-- KUTIPAN SUMBER --
■ ■ ■ ■
Banyak peristiwa sejarah yang tidak terkdokumentasikan. Sehingga kedudukan sejarah lisan dapat dipakai sebagai metode untuk mengumpulkan sumber sejarah (Suhartono: 2010:87). Sumber data yang dikumpulkan dalam sejarah lisan identik berasal dari penuturan manusia. Sehingga yang dilakukan oleh sejarawan untuk mengumpulkan data adalah dengan berkomunikasi, yakni  melakukan tanya jawab dengan informan. Dahulu sebelum teknologi belum mengenal alat recorder, sejarawan masih direpotkan dengan mencatat semua informasi dalam kertas. Namun saat ini kegiatan wawancara menjadi lebih praktis karena teknologi seperti alat recorder dan kamera sudah ada sehingga si pewawancara lebih mudah dalam menyimpan informasi. Meskipun demikian semua data yang tersimpan dalam  alat recorder, harus disalin dan disunting ulang supaya tampilannya lebih halus dan menarik untuk disajikan.
Sumber ke dua dalam sejarah lisan diperoleh dari tradisi lisan (oral tradision) yaitu kisah masa lalu yang disampaikan dari mulut ke mulut (dongeng) yang berlangsung selama beberapa generasi. Bermacam-macam judul dongeng (cerita rakyat) bertebaran di seantero Indonesia. Hal itu terjadi karena kebiasaan masyarakat Indonesia yang tidak peduli mengabadikan kisahnya dalam bentuk tulisan. Mereka cenderung mengisahkan kisahnya dengan hanya mengandalkan ingatan saja yaitu dengan menggali ingatan kolektif masa lampau untuk diceritakan kembali kepada orang lain. Sehingga meskipun yang diceriterakan adalah kisah yang sama, karena keterbatasan memori, kisah itu akan mengalami bermacam-macam perubahan dari masa ke masa yang nantinya akan mengarah pada mitos. Sebagai contoh cerita rakyat yang berbau mitos adalah kisah Baru Klinting di Salatiga dan Ambarawa.
■ ■ ■ ■
-- TUGAS YANG DIBERIKAN 1 --
Sebutkan semua nama tempat yang disebut dalam kutipan tentang sejarah lisan.
■ ■ ■ ■
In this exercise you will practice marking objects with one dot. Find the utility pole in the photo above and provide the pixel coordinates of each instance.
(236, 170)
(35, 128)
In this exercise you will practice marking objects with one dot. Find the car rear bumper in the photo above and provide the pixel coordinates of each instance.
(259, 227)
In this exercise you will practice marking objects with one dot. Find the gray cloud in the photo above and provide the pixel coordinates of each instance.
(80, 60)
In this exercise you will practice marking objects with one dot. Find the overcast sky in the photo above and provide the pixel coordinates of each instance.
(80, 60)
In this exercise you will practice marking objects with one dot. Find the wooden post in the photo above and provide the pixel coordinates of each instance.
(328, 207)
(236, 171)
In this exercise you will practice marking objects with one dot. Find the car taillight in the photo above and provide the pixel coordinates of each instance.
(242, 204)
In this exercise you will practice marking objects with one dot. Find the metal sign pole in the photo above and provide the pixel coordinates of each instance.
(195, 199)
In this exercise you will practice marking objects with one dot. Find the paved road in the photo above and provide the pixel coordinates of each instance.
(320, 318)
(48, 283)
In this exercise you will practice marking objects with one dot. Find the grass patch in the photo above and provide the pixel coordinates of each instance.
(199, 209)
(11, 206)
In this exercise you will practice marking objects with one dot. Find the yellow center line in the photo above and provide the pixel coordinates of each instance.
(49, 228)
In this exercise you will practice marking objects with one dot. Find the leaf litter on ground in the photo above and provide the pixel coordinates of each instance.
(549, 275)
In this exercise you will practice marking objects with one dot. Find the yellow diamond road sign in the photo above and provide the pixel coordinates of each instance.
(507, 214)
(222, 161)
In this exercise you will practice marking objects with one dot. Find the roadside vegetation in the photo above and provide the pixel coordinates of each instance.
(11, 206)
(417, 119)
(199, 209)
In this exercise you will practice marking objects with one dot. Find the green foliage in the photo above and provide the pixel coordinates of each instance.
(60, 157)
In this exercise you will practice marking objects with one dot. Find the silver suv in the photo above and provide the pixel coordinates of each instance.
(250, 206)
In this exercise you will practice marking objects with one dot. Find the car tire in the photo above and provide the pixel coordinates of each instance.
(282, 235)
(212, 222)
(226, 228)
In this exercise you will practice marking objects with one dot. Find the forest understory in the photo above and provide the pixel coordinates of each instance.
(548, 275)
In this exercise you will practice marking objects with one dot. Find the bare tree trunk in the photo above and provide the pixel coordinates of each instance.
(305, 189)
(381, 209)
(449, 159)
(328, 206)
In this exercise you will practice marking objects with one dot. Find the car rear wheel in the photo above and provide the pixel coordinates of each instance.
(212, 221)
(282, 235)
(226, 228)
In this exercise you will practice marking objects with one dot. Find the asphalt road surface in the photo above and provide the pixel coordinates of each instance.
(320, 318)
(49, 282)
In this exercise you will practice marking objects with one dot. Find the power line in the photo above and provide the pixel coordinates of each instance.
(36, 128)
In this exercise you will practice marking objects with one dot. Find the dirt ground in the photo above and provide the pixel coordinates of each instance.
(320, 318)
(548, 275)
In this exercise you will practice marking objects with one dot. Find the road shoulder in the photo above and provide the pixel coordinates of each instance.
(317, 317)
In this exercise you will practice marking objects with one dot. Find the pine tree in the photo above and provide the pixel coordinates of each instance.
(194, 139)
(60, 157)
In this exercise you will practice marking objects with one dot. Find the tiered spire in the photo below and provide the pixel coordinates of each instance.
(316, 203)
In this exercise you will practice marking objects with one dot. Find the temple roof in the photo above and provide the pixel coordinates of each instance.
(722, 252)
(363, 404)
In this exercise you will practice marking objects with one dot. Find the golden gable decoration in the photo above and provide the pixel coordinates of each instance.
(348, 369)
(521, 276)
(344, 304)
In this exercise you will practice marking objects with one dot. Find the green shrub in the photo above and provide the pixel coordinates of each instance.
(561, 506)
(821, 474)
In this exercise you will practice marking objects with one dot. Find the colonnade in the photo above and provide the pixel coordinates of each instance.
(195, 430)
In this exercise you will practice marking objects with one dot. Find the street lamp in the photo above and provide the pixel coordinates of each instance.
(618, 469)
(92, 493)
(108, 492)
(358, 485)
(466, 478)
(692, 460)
■ ■ ■ ■
-- TUGAS YANG DIBERIKAN 2 --
Salin kembali baris-baris entri tanpa perubahan. Mulailah dari baris yang memuat "Find the colonnade" dan berhentilah setelah baris terakhir entri.

-- JAWABAN LENGKAP 1 --
Nama tempat yang disebut dalam kutipan itu adalah Indonesia, Salatiga, dan Ambarawa.

-- JAWABAN LENGKAP 2 --
In this exercise you will practice marking objects with one dot. Find the colonnade in the photo above and provide the pixel coordinates of each instance.
(195, 430)
In this exercise you will practice marking objects with one dot. Find the street lamp in the photo above and provide the pixel coordinates of each instance.
(618, 469)
(92, 493)
(108, 492)
(358, 485)
(466, 478)
(692, 460)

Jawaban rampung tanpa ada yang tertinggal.